• STUDY TEXT:
★ ★ ★ ★ ★ ★ ★
# Feeling loss during the holidays



## Sinatra-Butters (Aug 9, 2010)

My sister and I helped my mom decorate the Christmas tree today like we do every year. Afterwards, my mother and I were watching a movie and I looked over and saw Rajah (her 18 year old cat) napping under the tree. I then realized that this is our first Christmas without Meeka (Rajah's litter mate) and looked over at Meeka's box of ashes and got very sad. Meeka loved napping under the Christmas tree. I know Meeka is happier now, she was very sick, and lived a long and happy life, but I just feel sad and guilty celebrating without her. I get the same way about Reese, who died a few years ago. Does anyone else get like this?


----------



## marie73 (Jul 12, 2006)

Definitely. First Christmas without Cinderella.


----------



## Susan (Mar 29, 2010)

marie73 said:


> Definitely. First Christmas without Cinderella.


The first one is always the hardest. atback


----------



## Time Bandit (Aug 17, 2010)
★ ★ ★ ★ ★ ★ ★
• SUPPLIED MATERIAL:
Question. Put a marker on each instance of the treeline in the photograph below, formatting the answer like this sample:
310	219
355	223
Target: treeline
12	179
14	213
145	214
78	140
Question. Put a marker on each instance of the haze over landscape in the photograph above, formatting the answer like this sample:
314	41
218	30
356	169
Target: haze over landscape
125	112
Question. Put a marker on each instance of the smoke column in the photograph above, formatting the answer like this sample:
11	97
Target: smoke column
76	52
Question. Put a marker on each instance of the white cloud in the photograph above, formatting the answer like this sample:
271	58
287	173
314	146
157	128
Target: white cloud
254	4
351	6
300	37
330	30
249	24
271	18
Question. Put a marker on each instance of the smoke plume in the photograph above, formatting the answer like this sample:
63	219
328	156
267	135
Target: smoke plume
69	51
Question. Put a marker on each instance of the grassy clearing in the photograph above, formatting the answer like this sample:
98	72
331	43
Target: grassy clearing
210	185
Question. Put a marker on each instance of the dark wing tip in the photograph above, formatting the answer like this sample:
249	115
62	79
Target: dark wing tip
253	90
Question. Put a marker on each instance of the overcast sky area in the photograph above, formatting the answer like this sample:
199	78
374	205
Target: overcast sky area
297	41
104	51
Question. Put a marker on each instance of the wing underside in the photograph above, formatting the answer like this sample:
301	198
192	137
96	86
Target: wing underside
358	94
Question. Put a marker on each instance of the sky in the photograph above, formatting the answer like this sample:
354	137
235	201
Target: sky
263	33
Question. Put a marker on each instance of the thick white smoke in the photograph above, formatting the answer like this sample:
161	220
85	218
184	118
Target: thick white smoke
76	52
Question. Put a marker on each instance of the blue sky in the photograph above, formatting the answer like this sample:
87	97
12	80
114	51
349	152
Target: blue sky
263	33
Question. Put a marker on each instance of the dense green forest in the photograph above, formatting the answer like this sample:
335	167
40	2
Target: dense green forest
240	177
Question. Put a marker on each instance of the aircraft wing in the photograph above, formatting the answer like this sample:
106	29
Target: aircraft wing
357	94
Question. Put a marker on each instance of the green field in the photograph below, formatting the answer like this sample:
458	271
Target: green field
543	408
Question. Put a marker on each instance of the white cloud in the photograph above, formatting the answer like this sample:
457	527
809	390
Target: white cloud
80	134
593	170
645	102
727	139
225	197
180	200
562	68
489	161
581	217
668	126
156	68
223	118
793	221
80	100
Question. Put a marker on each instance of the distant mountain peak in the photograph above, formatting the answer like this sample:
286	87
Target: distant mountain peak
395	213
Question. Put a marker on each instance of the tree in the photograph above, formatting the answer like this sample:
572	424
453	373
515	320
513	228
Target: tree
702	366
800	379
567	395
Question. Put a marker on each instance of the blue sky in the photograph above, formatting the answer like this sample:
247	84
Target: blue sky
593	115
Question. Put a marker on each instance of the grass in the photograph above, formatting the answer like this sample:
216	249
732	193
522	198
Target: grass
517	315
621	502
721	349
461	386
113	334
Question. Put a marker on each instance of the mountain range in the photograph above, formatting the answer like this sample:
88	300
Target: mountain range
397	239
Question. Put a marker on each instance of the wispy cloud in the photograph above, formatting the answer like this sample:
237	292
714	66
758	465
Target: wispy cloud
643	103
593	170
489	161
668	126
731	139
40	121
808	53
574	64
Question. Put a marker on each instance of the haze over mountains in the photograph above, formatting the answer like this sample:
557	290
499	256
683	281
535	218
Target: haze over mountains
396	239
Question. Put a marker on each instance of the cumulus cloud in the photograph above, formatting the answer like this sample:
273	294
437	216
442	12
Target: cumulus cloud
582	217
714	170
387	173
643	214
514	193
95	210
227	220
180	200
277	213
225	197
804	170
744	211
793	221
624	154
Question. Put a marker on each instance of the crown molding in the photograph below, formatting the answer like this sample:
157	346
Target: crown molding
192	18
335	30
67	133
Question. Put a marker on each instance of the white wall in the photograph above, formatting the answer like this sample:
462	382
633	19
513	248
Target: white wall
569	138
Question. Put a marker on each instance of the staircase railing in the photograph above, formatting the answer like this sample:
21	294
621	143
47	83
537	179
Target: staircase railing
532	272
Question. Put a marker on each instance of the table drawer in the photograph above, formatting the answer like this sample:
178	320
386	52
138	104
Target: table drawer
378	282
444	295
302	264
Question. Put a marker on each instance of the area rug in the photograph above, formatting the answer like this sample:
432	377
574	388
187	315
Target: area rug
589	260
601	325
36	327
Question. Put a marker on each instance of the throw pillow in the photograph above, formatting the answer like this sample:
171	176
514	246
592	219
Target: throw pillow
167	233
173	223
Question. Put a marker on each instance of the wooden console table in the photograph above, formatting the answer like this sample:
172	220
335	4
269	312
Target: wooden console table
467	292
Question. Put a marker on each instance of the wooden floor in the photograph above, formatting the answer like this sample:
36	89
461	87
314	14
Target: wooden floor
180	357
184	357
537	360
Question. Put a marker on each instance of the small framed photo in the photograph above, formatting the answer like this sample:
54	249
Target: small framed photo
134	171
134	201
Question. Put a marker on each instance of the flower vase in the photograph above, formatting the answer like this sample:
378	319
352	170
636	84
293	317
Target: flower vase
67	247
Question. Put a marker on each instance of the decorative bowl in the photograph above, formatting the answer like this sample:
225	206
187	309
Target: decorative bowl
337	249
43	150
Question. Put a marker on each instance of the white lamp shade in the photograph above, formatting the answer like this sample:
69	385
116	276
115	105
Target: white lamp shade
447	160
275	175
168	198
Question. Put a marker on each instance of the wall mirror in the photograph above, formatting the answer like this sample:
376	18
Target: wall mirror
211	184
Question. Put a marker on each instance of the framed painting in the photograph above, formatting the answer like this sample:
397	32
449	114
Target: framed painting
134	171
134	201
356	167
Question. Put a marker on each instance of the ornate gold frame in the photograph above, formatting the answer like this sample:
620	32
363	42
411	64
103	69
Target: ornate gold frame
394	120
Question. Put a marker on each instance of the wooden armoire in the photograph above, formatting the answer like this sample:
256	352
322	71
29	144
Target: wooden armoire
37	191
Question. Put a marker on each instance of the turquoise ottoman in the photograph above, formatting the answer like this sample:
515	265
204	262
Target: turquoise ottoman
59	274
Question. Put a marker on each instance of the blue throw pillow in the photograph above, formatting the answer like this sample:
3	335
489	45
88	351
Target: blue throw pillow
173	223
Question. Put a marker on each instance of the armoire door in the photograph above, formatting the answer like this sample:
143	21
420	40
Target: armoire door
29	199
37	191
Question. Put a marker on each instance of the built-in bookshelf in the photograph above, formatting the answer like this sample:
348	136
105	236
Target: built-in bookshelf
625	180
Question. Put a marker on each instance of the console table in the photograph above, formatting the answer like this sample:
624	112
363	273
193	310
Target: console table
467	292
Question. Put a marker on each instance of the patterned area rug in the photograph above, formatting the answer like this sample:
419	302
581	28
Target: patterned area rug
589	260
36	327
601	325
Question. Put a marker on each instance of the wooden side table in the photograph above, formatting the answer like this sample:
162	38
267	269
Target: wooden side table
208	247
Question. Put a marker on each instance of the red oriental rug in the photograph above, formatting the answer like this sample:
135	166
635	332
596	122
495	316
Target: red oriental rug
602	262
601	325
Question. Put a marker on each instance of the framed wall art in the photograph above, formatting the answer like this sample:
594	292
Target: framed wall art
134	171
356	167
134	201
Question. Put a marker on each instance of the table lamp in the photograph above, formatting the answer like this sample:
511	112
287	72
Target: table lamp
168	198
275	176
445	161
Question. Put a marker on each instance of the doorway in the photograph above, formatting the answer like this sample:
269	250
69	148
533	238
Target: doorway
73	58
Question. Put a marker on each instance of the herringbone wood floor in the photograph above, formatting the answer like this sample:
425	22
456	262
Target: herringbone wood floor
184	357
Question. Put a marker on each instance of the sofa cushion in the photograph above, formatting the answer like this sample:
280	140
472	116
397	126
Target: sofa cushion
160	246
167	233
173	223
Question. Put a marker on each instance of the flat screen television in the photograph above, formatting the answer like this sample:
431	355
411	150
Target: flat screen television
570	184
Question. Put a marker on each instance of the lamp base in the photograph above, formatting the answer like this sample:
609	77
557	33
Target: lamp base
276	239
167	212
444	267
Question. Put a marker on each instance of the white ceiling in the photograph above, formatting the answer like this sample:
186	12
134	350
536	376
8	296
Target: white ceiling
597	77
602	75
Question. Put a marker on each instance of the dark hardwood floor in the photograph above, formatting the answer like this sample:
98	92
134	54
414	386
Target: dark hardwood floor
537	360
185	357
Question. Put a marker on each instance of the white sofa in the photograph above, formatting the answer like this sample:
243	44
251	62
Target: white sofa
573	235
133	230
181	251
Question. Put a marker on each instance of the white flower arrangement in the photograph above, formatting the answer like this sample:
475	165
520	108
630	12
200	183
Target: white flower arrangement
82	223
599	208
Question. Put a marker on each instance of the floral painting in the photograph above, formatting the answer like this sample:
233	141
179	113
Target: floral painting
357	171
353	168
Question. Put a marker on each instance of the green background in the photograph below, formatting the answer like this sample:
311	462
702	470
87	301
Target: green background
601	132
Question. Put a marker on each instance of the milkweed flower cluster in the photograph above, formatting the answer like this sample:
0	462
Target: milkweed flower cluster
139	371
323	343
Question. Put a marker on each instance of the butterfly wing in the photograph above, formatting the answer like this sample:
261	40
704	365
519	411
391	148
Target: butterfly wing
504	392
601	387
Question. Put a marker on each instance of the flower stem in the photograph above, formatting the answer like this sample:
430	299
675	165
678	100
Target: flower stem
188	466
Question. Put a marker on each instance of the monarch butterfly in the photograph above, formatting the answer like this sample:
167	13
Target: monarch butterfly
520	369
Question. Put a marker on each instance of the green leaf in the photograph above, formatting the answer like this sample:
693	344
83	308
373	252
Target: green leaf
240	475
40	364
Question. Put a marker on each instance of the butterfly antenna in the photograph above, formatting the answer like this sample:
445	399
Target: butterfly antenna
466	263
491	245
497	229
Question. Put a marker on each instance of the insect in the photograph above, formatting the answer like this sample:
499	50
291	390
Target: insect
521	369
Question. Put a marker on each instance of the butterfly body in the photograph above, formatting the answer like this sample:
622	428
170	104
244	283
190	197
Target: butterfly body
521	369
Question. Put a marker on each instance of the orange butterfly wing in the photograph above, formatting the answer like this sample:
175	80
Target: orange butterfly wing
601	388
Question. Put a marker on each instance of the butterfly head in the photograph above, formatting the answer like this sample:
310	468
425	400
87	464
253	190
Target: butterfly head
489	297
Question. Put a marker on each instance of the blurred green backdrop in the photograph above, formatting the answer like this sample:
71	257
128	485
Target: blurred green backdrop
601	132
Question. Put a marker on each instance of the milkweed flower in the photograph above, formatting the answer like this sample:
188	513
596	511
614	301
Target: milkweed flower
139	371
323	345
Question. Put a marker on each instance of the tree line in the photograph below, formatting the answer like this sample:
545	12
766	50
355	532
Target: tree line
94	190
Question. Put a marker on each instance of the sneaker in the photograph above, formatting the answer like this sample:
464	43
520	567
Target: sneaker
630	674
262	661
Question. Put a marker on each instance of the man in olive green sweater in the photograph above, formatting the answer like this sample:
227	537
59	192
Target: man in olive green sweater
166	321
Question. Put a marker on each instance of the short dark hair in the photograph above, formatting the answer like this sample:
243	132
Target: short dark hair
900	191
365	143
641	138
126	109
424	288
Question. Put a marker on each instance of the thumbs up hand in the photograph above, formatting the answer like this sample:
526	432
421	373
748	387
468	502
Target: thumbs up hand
★ ★ ★ ★ ★ ★ ★
• TO DO:
Set down, word for word, the part of the thread on holiday loss from "## Sinatra-Butters (Aug" up to and including "get like this?". You won't need the entries for this exercise.

• YOUR SOLUTION:
## Sinatra-Butters (Aug 9, 2010)

My sister and I helped my mom decorate the Christmas tree today like we do every year. Afterwards, my mother and I were watching a movie and I looked over and saw Rajah (her 18 year old cat) napping under the tree. I then realized that this is our first Christmas without Meeka (Rajah's litter mate) and looked over at Meeka's box of ashes and got very sad. Meeka loved napping under the Christmas tree. I know Meeka is happier now, she was very sick, and lived a long and happy life, but I just feel sad and guilty celebrating without her. I get the same way about Reese, who died a few years ago. Does anyone else get like this?